* What this task involves *
Please quote the material exactly, every line of it.

Pointing and labeling entries
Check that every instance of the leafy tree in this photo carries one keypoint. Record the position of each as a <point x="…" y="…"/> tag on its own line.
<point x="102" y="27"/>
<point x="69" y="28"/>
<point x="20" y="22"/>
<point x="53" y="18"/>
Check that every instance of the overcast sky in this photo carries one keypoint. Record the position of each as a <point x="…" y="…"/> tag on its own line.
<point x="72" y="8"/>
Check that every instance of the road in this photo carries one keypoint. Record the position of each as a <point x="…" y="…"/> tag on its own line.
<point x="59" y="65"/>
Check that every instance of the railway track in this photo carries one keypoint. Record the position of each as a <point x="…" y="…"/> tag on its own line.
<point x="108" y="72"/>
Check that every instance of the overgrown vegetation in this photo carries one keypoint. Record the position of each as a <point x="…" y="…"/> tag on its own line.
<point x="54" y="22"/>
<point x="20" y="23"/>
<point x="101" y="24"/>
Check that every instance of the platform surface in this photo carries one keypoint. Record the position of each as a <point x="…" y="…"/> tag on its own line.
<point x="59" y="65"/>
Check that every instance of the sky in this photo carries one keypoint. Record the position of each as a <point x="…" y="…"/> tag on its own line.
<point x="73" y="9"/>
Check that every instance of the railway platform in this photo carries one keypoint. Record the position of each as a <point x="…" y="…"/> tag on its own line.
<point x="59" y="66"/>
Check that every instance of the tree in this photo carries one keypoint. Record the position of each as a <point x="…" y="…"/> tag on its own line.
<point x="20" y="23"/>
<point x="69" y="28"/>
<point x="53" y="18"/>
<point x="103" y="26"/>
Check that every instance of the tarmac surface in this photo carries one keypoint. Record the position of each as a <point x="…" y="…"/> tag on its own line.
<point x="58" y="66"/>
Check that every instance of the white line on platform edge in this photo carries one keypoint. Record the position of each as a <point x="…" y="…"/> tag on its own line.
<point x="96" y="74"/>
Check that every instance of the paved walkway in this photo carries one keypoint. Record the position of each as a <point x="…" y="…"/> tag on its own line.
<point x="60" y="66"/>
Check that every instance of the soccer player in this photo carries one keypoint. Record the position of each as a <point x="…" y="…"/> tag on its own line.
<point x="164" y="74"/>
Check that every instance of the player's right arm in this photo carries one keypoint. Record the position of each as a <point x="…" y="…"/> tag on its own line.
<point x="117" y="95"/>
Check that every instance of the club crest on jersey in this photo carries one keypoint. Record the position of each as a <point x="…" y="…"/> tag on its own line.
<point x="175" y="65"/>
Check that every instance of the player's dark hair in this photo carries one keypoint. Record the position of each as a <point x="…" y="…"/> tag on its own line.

* Answer to the problem *
Check that every instance of the leafy tree in this photo carries one keypoint. Record the position of each as a <point x="…" y="…"/> tag on its own line.
<point x="102" y="27"/>
<point x="69" y="28"/>
<point x="20" y="22"/>
<point x="53" y="18"/>
Check that every instance of the overcast sky in this photo carries one keypoint. Record the position of each as a <point x="…" y="…"/> tag on its own line.
<point x="72" y="8"/>
Check that every instance of the road in this photo carries one keypoint. Record the position of each as a <point x="…" y="…"/> tag on its own line.
<point x="59" y="65"/>
Check that every instance of the railway track in this photo carries one keypoint. Record the position of each as a <point x="…" y="…"/> tag on its own line.
<point x="108" y="72"/>
Check that every instance of the overgrown vegetation in this photo carries one keypoint. Record the position of each as a <point x="…" y="…"/> tag on its own line.
<point x="54" y="22"/>
<point x="20" y="23"/>
<point x="101" y="24"/>
Check that every instance of the platform surface in this photo carries one keypoint. Record the position of each as a <point x="…" y="…"/> tag on its own line.
<point x="59" y="65"/>
Check that every instance of the sky in this photo carries one keypoint. Record the position of each as a <point x="…" y="…"/> tag on its own line.
<point x="73" y="9"/>
Check that every instance of the railway platform in this photo carries one keypoint. Record the position of each as a <point x="…" y="…"/> tag on its own line.
<point x="59" y="66"/>
Check that every instance of the tree in this photo carries one keypoint. Record the position of each as a <point x="…" y="…"/> tag on its own line.
<point x="20" y="23"/>
<point x="69" y="28"/>
<point x="53" y="18"/>
<point x="103" y="26"/>
Check that every instance of the tarmac surface in this photo carries one keypoint. Record the position of each as a <point x="…" y="…"/> tag on its own line.
<point x="58" y="66"/>
Check that every instance of the white line on platform edge in this photo carries one keypoint. Record the position of each as a <point x="…" y="…"/> tag on its own line.
<point x="96" y="74"/>
Check that every instance of the paved walkway in this photo carries one keypoint. Record the position of each as a <point x="…" y="…"/> tag on its own line.
<point x="60" y="66"/>
Check that every instance of the soccer player in this photo carries one keypoint. Record the position of each as a <point x="…" y="…"/> tag on its own line.
<point x="164" y="74"/>
Check that every instance of the player's right arm in this photo carries one keypoint. Record the position of each as a <point x="…" y="…"/> tag on its own line.
<point x="117" y="95"/>
Check that every instance of the club crest on jersey in this photo carries one keypoint. Record the position of each as a <point x="…" y="…"/> tag on its own line.
<point x="175" y="65"/>
Check that every instance of the player's dark hair in this photo carries one keypoint. Record the position of each as a <point x="…" y="…"/> tag on its own line.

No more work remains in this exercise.